» Dataset records:
►
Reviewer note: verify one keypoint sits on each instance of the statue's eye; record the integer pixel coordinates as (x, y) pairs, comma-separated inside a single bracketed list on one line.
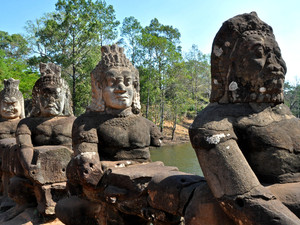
[(277, 52), (127, 81), (259, 51), (111, 81)]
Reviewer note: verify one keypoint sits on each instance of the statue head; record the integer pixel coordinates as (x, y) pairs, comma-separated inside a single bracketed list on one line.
[(11, 100), (115, 83), (51, 94), (246, 63)]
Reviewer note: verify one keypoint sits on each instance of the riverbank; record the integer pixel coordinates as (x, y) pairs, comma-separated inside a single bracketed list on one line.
[(181, 132)]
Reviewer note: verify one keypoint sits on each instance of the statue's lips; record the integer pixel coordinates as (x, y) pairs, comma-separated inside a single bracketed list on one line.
[(121, 97), (51, 106), (9, 111)]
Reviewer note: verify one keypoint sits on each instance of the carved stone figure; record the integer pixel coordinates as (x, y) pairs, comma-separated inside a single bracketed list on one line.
[(112, 128), (11, 108), (108, 182), (246, 139), (11, 111), (44, 144)]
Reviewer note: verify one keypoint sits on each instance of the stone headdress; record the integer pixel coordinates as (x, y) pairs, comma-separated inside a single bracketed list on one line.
[(112, 56), (11, 89), (50, 77), (224, 56)]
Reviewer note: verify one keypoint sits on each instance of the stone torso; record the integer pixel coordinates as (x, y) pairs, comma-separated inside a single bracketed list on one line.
[(268, 137), (45, 131), (115, 134), (8, 128)]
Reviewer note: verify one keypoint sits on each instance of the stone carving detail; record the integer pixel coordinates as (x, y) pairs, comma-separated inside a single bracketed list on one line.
[(112, 126), (44, 145), (246, 137), (11, 111), (12, 102), (246, 63), (110, 177)]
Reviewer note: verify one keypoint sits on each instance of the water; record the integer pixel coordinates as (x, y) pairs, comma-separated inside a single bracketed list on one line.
[(182, 156)]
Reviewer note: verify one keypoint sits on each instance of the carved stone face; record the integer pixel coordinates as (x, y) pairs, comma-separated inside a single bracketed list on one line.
[(10, 108), (260, 62), (118, 93), (52, 101)]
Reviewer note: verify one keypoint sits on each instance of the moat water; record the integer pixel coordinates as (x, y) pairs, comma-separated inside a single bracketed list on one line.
[(182, 156)]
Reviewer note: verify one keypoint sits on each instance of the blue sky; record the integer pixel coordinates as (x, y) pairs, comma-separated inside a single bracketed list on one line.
[(197, 20)]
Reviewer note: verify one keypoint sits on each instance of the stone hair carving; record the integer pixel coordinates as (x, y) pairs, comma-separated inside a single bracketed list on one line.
[(112, 57), (51, 78), (11, 89), (246, 63)]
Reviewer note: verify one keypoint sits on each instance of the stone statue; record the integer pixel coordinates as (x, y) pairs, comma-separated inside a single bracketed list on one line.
[(11, 111), (112, 128), (44, 143), (11, 108), (246, 139)]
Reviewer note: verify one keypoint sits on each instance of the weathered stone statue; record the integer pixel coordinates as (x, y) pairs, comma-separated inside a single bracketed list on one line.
[(11, 111), (110, 178), (44, 144), (11, 108), (246, 139), (112, 128)]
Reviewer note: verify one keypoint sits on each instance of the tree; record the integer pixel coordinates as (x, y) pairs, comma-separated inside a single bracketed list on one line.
[(13, 53), (198, 67), (177, 96), (72, 37), (131, 30)]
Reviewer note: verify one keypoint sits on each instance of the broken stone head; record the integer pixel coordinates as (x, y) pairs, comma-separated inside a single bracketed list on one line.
[(12, 102), (45, 140), (51, 95), (246, 62)]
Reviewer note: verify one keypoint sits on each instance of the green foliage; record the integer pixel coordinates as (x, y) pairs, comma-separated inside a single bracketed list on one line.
[(131, 30), (171, 87), (13, 50), (72, 37)]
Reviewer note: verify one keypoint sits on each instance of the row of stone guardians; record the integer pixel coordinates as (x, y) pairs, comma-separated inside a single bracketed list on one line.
[(96, 169)]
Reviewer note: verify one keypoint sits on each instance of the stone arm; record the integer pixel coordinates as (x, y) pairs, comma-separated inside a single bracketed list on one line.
[(231, 179), (23, 138)]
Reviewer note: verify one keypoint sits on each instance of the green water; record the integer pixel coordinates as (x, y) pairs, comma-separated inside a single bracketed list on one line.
[(182, 156)]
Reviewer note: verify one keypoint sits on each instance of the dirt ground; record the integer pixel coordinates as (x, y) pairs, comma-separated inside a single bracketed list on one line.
[(181, 132)]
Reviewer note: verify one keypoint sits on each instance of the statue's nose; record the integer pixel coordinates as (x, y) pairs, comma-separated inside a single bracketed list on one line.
[(121, 87)]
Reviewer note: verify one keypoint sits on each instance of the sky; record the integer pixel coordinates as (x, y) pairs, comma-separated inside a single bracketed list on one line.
[(198, 21)]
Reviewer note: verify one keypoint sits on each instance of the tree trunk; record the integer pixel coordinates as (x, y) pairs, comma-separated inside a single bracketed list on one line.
[(174, 126), (148, 101), (74, 76), (161, 124)]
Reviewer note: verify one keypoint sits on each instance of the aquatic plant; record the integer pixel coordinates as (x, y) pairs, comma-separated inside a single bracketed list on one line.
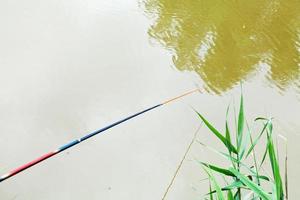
[(245, 178)]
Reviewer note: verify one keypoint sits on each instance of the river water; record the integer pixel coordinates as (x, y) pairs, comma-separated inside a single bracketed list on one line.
[(71, 67)]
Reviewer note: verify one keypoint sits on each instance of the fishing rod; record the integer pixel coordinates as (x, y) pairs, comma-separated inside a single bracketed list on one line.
[(77, 141)]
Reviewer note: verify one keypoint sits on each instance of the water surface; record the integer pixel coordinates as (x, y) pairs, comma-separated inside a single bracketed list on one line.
[(71, 67)]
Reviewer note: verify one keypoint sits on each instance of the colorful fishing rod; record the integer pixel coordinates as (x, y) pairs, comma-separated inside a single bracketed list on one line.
[(75, 142)]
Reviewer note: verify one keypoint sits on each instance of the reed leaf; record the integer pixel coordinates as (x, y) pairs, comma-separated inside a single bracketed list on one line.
[(218, 134), (250, 184)]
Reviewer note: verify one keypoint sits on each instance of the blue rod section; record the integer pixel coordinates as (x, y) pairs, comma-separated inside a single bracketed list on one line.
[(116, 123), (74, 142)]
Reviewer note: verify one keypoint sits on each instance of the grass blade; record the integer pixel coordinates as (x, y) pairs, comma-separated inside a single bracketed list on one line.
[(218, 134), (215, 183), (254, 187)]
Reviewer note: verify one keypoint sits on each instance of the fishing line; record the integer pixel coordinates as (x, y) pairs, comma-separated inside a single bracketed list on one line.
[(77, 141)]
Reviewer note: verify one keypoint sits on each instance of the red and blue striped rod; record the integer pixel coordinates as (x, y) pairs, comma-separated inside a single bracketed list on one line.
[(77, 141)]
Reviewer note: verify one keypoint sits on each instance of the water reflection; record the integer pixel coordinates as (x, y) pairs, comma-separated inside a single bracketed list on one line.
[(224, 41)]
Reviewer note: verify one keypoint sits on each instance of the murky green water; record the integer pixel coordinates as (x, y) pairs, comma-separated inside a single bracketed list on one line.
[(70, 67), (226, 42)]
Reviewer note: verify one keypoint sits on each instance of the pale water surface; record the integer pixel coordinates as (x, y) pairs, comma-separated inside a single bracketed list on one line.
[(70, 67)]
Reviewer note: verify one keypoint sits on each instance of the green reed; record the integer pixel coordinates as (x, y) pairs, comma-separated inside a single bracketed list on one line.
[(245, 177)]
◄
Please put every line of the rows above into a Markdown table with two columns, Number and Line, numbering each line in order. Skip blank lines and leave the pictures out.

| Number | Line |
|---|---|
| 1 | Reviewer note: verify one keypoint sits on each instance of the statue's eye; record the integer pixel coordinates as (x, y) pairs, comma-separated inside a single bracketed list on one line. |
| 2 | [(277, 52), (127, 81), (259, 51), (111, 81)] |
| 3 | Reviewer note: verify one keypoint sits on each instance of the statue head; record the integer pixel coordinates as (x, y) pairs, comma-separated inside a single bracketed list on one line. |
| 4 | [(11, 100), (115, 83), (51, 94), (246, 63)] |
| 5 | Reviewer note: verify one keypoint sits on each instance of the riverbank; record the integer pixel coordinates as (x, y) pairs, comma-separated inside a single bracketed list on one line. |
| 6 | [(181, 132)] |
| 7 | Reviewer note: verify one keypoint sits on each instance of the statue's lips; record the integer pixel coordinates as (x, y) pairs, comma-separated inside a single bracketed list on one line. |
| 8 | [(121, 97), (51, 106), (9, 111)] |
| 9 | Reviewer note: verify one keypoint sits on each instance of the carved stone figure; record the integer pixel coordinates as (x, y) pairs, comma-separated inside a single bracketed list on one line. |
| 10 | [(112, 128), (11, 108), (108, 182), (246, 139), (11, 111), (44, 144)] |
| 11 | Reviewer note: verify one keypoint sits on each instance of the stone headdress; record the integer pixel coordinates as (x, y) pairs, comma-separated inside a single bracketed list on one line. |
| 12 | [(112, 56), (11, 89), (50, 77), (224, 56)] |
| 13 | Reviewer note: verify one keypoint sits on each instance of the stone torso; record the integer pixel coordinates as (x, y) pairs, comma-separated inside a single bracketed list on one line. |
| 14 | [(268, 137), (45, 131), (115, 134), (8, 128)] |
| 15 | Reviewer note: verify one keypoint sits on each instance of the stone carving detail; record the integer pixel coordinates as (x, y) pairs, comma-separated inside a single bracketed list on one line. |
| 16 | [(112, 126), (44, 145), (246, 137), (11, 111), (12, 102), (246, 63), (110, 177)] |
| 17 | Reviewer note: verify one keypoint sits on each instance of the water; record the integer pixel coordinates as (x, y) pairs, comma-separated inside a single bracketed list on one line. |
| 18 | [(182, 156)] |
| 19 | Reviewer note: verify one keypoint sits on each instance of the carved stone face; record the integer pixel coordinates as (x, y) pairs, comma-separated inside a single bracketed list on one line. |
| 20 | [(10, 108), (260, 62), (118, 93), (52, 101)] |
| 21 | Reviewer note: verify one keypoint sits on each instance of the moat water; record the integer pixel coordinates as (x, y) pairs, comma-separated inside a single bracketed list on one line. |
| 22 | [(182, 156)] |
| 23 | Reviewer note: verify one keypoint sits on each instance of the blue sky; record the integer pixel coordinates as (x, y) pairs, comma-separated inside a single bracketed list on one line. |
| 24 | [(197, 20)] |
| 25 | Reviewer note: verify one keypoint sits on each instance of the stone hair carving; record the integer pixel coordinates as (x, y) pairs, comma-separated inside a single bracketed list on one line. |
| 26 | [(112, 57), (51, 78), (11, 89), (246, 63)] |
| 27 | Reviewer note: verify one keypoint sits on each instance of the stone statue; record the integer pixel coordinates as (x, y) pairs, comma-separated inside a single bracketed list on one line. |
| 28 | [(11, 111), (112, 128), (44, 143), (11, 108), (246, 139)] |
| 29 | Reviewer note: verify one keypoint sits on each instance of the weathered stone statue; record the integer pixel coordinates as (x, y) pairs, comma-separated inside a single bracketed list on one line. |
| 30 | [(11, 111), (110, 178), (44, 144), (11, 108), (246, 139), (112, 128)] |
| 31 | Reviewer note: verify one keypoint sits on each instance of the tree; record the integer pixel coordinates as (x, y) pairs, comma-separated inside a single bracketed list on one line. |
| 32 | [(13, 53), (198, 67), (177, 96), (72, 37), (131, 30)] |
| 33 | Reviewer note: verify one keypoint sits on each instance of the broken stone head; record the integer pixel coordinates as (x, y) pairs, comma-separated inside a single bracketed list on one line. |
| 34 | [(12, 102), (45, 140), (51, 95), (246, 62)] |
| 35 | Reviewer note: verify one keypoint sits on each instance of the green foliage; record the integer pixel coordinates as (x, y) pairs, comma-separated inside a single bracketed list on one line. |
| 36 | [(131, 30), (171, 87), (13, 50), (72, 37)] |
| 37 | Reviewer note: verify one keypoint sits on each instance of the row of stone guardians; record the integer pixel coordinates as (x, y) pairs, comma-separated inside a single bracketed list on one line. |
| 38 | [(96, 169)] |
| 39 | Reviewer note: verify one keypoint sits on each instance of the stone arm; record the integer pixel coordinates as (x, y) pairs, comma-separated inside a single bracketed list on one line. |
| 40 | [(231, 179), (23, 138)] |
| 41 | Reviewer note: verify one keypoint sits on each instance of the green water; record the integer pixel coordinates as (x, y) pairs, comma-separated inside a single bracketed list on one line. |
| 42 | [(182, 156)] |
| 43 | Reviewer note: verify one keypoint sits on each instance of the dirt ground; record the integer pixel coordinates as (x, y) pairs, comma-separated inside a single bracketed list on one line. |
| 44 | [(181, 132)] |
| 45 | Reviewer note: verify one keypoint sits on each instance of the statue's nose; record the integer pixel coordinates as (x, y) pairs, comma-separated inside a single bracketed list on one line. |
| 46 | [(121, 87)] |
| 47 | Reviewer note: verify one keypoint sits on each instance of the sky; record the integer pixel coordinates as (x, y) pairs, comma-separated inside a single bracketed list on one line. |
| 48 | [(198, 21)] |
| 49 | Reviewer note: verify one keypoint sits on each instance of the tree trunk; record the integer pixel coordinates as (x, y) pairs, comma-separated inside a single bracketed list on one line. |
| 50 | [(174, 126), (148, 101), (74, 76), (161, 124)] |
| 51 | Reviewer note: verify one keypoint sits on each instance of the aquatic plant; record the integer pixel coordinates as (x, y) pairs, comma-separated inside a single bracketed list on one line. |
| 52 | [(245, 178)] |
| 53 | Reviewer note: verify one keypoint sits on each instance of the river water; record the integer pixel coordinates as (x, y) pairs, comma-separated inside a single bracketed list on one line. |
| 54 | [(71, 67)] |
| 55 | Reviewer note: verify one keypoint sits on each instance of the fishing rod; record the integer pixel coordinates as (x, y) pairs, comma-separated inside a single bracketed list on one line. |
| 56 | [(77, 141)] |
| 57 | Reviewer note: verify one keypoint sits on each instance of the water surface; record the integer pixel coordinates as (x, y) pairs, comma-separated inside a single bracketed list on one line. |
| 58 | [(71, 67)] |
| 59 | Reviewer note: verify one keypoint sits on each instance of the colorful fishing rod; record the integer pixel coordinates as (x, y) pairs, comma-separated inside a single bracketed list on one line. |
| 60 | [(75, 142)] |
| 61 | Reviewer note: verify one keypoint sits on each instance of the reed leaf; record the integer pixel coordinates as (x, y) pairs, comma-separated inside a single bracketed list on one line. |
| 62 | [(218, 134), (250, 184)] |
| 63 | Reviewer note: verify one keypoint sits on each instance of the blue rod section; record the integer pixel coordinates as (x, y) pairs, comma-separated inside a single bracketed list on one line. |
| 64 | [(116, 123), (74, 142)] |
| 65 | Reviewer note: verify one keypoint sits on each instance of the grass blade; record the integer pixel coordinates as (x, y) pairs, comma-separated inside a single bracketed list on one line. |
| 66 | [(218, 134), (215, 183), (254, 187)] |
| 67 | Reviewer note: verify one keypoint sits on each instance of the fishing line; record the integer pixel coordinates as (x, y) pairs, comma-separated inside a single bracketed list on one line. |
| 68 | [(77, 141)] |
| 69 | Reviewer note: verify one keypoint sits on each instance of the red and blue striped rod; record the integer pixel coordinates as (x, y) pairs, comma-separated inside a single bracketed list on one line. |
| 70 | [(77, 141)] |
| 71 | Reviewer note: verify one keypoint sits on each instance of the water reflection; record the integer pixel coordinates as (x, y) pairs, comma-separated inside a single bracketed list on one line. |
| 72 | [(224, 41)] |
| 73 | Reviewer note: verify one keypoint sits on each instance of the murky green water; record the integer pixel coordinates as (x, y) pairs, comma-separated inside a single bracketed list on one line. |
| 74 | [(70, 67), (226, 42)] |
| 75 | Reviewer note: verify one keypoint sits on each instance of the pale water surface; record the integer pixel coordinates as (x, y) pairs, comma-separated inside a single bracketed list on one line. |
| 76 | [(70, 67)] |
| 77 | Reviewer note: verify one keypoint sits on each instance of the green reed; record the integer pixel coordinates as (x, y) pairs, comma-separated inside a single bracketed list on one line. |
| 78 | [(245, 177)] |